▶ **BRIEF**: Express all of the material below as a two-column CSV with the headers input and result, one row per entry. Put each entry's text and its answer in separate quoted fields, replacing line breaks with spaces.

Labeling and segmentation records:
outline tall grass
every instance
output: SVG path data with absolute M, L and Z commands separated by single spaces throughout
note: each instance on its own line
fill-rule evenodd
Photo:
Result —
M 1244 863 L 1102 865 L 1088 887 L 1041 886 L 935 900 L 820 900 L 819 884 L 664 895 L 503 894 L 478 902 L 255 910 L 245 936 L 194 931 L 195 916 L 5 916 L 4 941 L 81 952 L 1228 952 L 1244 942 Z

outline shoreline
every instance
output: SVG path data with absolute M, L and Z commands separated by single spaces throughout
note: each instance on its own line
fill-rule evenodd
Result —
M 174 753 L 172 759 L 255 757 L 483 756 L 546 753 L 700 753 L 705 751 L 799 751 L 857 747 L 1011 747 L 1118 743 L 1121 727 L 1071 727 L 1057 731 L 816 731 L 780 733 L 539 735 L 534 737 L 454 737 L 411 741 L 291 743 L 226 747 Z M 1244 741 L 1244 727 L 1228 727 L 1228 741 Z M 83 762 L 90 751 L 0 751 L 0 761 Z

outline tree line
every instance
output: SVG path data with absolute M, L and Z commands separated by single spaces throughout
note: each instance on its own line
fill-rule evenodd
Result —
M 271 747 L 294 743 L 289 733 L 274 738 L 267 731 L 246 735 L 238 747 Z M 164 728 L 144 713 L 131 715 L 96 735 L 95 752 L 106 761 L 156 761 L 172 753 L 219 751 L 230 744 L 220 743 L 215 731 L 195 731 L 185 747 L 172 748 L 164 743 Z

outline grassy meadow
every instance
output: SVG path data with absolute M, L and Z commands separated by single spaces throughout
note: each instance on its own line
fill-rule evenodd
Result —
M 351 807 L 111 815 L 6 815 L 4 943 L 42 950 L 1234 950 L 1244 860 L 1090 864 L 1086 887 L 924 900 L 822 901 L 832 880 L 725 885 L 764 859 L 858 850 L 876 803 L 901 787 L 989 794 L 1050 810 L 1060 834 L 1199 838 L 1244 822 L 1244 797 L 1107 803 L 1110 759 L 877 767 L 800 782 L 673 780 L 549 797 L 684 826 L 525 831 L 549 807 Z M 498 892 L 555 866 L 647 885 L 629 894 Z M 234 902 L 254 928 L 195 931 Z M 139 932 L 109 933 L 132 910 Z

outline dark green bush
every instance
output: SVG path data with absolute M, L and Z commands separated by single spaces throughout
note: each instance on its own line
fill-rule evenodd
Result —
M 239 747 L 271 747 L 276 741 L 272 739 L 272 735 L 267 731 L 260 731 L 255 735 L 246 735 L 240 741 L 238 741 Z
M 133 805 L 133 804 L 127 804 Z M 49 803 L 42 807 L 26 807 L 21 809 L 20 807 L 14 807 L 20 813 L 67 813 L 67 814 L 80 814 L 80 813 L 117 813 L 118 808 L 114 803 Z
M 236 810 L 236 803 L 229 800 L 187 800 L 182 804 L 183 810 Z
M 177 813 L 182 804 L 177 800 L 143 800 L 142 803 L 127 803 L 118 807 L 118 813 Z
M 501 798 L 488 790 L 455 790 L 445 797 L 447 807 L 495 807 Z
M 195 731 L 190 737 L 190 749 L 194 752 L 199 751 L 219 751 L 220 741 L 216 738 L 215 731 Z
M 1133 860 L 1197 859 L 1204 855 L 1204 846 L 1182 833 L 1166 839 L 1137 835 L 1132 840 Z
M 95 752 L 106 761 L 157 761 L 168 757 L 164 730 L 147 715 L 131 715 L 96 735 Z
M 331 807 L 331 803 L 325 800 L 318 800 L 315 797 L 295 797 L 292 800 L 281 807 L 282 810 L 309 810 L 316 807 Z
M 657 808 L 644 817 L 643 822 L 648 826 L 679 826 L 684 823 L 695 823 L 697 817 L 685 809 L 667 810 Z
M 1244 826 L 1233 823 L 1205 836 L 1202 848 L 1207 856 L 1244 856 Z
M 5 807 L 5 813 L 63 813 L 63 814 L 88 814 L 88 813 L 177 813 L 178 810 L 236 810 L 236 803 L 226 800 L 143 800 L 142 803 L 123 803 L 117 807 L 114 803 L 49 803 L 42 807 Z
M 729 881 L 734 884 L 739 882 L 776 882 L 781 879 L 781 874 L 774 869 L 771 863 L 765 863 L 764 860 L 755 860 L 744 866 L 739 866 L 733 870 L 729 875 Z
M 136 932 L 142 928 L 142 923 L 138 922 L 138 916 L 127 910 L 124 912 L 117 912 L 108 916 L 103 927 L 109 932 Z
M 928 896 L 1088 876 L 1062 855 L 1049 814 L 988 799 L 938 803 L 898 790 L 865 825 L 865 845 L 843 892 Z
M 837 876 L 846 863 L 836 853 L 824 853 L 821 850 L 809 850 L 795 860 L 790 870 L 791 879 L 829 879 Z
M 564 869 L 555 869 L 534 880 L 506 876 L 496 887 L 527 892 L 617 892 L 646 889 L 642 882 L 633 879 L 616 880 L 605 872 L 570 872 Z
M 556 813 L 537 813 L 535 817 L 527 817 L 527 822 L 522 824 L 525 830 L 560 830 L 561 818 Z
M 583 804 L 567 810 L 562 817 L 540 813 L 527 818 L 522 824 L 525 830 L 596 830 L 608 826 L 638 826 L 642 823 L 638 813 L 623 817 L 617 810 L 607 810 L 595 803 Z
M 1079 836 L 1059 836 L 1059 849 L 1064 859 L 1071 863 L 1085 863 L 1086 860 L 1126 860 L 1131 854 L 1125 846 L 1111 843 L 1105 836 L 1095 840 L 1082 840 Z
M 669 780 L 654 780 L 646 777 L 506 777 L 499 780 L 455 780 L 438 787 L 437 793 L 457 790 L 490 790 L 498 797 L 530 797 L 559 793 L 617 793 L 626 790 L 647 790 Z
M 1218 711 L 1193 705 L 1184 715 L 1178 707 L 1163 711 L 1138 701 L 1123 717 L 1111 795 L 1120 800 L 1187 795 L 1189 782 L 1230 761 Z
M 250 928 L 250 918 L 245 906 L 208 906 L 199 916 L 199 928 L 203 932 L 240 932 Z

▶ **RESULT OF THE EXERCISE**:
input,result
"outline tall grass every instance output: SVG path data with absolute M, L and Z commands separated by single spaces throughout note: each instance on its own line fill-rule evenodd Photo: Result —","M 1244 863 L 1102 865 L 1088 887 L 1041 886 L 935 900 L 820 900 L 819 884 L 664 895 L 503 894 L 478 902 L 255 910 L 245 936 L 194 931 L 195 916 L 5 916 L 4 941 L 81 952 L 1228 952 L 1244 942 Z"
"outline shoreline every instance output: SVG path data with absolute M, L and Z commands separated by single spaces throughout note: each instance on its own line fill-rule evenodd Result —","M 174 753 L 172 759 L 255 757 L 483 756 L 546 753 L 700 753 L 705 751 L 799 751 L 857 747 L 1011 747 L 1118 743 L 1121 727 L 1071 727 L 1057 731 L 816 731 L 780 733 L 539 735 L 534 737 L 454 737 L 411 741 L 291 743 L 226 747 Z M 1244 741 L 1244 727 L 1228 727 L 1228 741 Z M 83 762 L 90 751 L 0 751 L 0 761 Z"
"outline tree line every instance output: SVG path data with absolute M, L and Z commands separated by single spaces throughout note: each instance on its own line fill-rule evenodd Result —","M 271 747 L 294 743 L 289 733 L 274 738 L 267 731 L 246 735 L 238 747 Z M 164 728 L 144 713 L 131 715 L 96 735 L 95 752 L 106 761 L 156 761 L 172 753 L 219 751 L 230 744 L 220 743 L 215 731 L 195 731 L 185 747 L 172 748 L 164 743 Z"
"outline grassy meadow every instance output: SVG path data with absolute M, L and Z commands separated by single spaces throughout note: each instance on its own line fill-rule evenodd Result —","M 351 807 L 111 815 L 6 815 L 4 943 L 42 950 L 1234 950 L 1244 860 L 1090 864 L 1086 887 L 924 900 L 822 901 L 832 880 L 725 885 L 764 859 L 858 850 L 876 803 L 901 787 L 989 794 L 1050 810 L 1060 834 L 1199 838 L 1244 822 L 1244 797 L 1107 803 L 1110 759 L 877 767 L 800 782 L 673 780 L 549 797 L 684 826 L 525 831 L 549 807 Z M 498 892 L 555 866 L 647 885 L 629 894 Z M 234 902 L 254 928 L 195 931 Z M 139 932 L 109 933 L 132 910 Z"
"outline dark green bush every instance output: SVG path data with absolute M, L and Z commands separated by single spaces throughout note: each instance on its own line fill-rule evenodd Result —","M 239 747 L 271 747 L 276 741 L 272 739 L 272 735 L 267 731 L 260 731 L 255 735 L 246 735 L 240 741 L 238 741 Z M 133 805 L 133 804 L 127 804 Z M 49 803 L 42 807 L 26 807 L 21 809 L 20 807 L 14 807 L 20 813 L 67 813 L 67 814 L 80 814 L 80 813 L 117 813 L 118 808 L 114 803 Z M 236 810 L 236 803 L 229 800 L 187 800 L 182 804 L 183 810 Z M 177 813 L 182 804 L 177 800 L 143 800 L 142 803 L 127 803 L 118 807 L 118 813 Z M 501 798 L 488 790 L 455 790 L 445 797 L 447 807 L 495 807 Z M 195 731 L 190 737 L 190 749 L 194 752 L 199 751 L 219 751 L 220 741 L 216 738 L 215 731 Z M 1133 860 L 1197 859 L 1204 855 L 1204 846 L 1182 833 L 1166 839 L 1137 835 L 1132 840 Z M 95 752 L 106 761 L 157 761 L 168 757 L 164 730 L 147 715 L 131 715 L 96 735 Z M 331 807 L 331 803 L 325 800 L 318 800 L 315 797 L 295 797 L 292 800 L 281 807 L 282 810 L 309 810 L 316 807 Z M 657 808 L 644 817 L 643 822 L 648 826 L 679 826 L 684 823 L 695 823 L 697 817 L 685 809 L 667 810 Z M 1244 826 L 1233 823 L 1205 836 L 1202 848 L 1207 856 L 1244 856 Z M 5 807 L 5 813 L 63 813 L 63 814 L 88 814 L 88 813 L 177 813 L 178 810 L 236 810 L 236 803 L 226 800 L 143 800 L 142 803 L 123 803 L 117 807 L 114 803 L 49 803 L 42 807 Z M 729 881 L 734 884 L 739 882 L 776 882 L 781 879 L 781 874 L 774 869 L 771 863 L 765 863 L 764 860 L 755 860 L 744 866 L 739 866 L 733 870 L 729 875 Z M 136 932 L 142 928 L 142 923 L 138 922 L 138 916 L 127 910 L 124 912 L 117 912 L 108 916 L 103 927 L 109 932 Z M 928 896 L 1088 876 L 1062 855 L 1049 814 L 988 799 L 938 803 L 898 790 L 865 825 L 865 845 L 843 892 Z M 837 876 L 846 863 L 836 853 L 824 853 L 821 850 L 809 850 L 795 860 L 790 870 L 791 879 L 829 879 Z M 564 869 L 555 869 L 534 880 L 506 876 L 496 887 L 527 892 L 617 892 L 646 889 L 642 882 L 633 879 L 616 880 L 605 872 L 570 872 Z M 556 813 L 537 813 L 535 817 L 527 817 L 527 822 L 522 824 L 525 830 L 560 830 L 561 818 Z M 583 804 L 567 810 L 562 817 L 540 813 L 527 818 L 522 824 L 525 830 L 596 830 L 608 826 L 638 826 L 642 823 L 638 813 L 623 817 L 617 810 L 607 810 L 595 803 Z M 1079 836 L 1059 836 L 1059 849 L 1064 859 L 1071 863 L 1085 863 L 1086 860 L 1126 860 L 1131 854 L 1125 846 L 1111 843 L 1105 836 L 1095 840 L 1082 840 Z M 669 780 L 654 780 L 646 777 L 506 777 L 499 780 L 455 780 L 438 787 L 437 793 L 457 790 L 490 790 L 498 797 L 530 797 L 559 793 L 617 793 L 626 790 L 647 790 Z M 1218 711 L 1193 705 L 1184 715 L 1178 707 L 1163 711 L 1138 701 L 1123 717 L 1111 795 L 1120 800 L 1187 795 L 1189 782 L 1230 761 Z M 250 928 L 250 918 L 245 906 L 208 906 L 199 916 L 199 928 L 203 932 L 240 932 Z"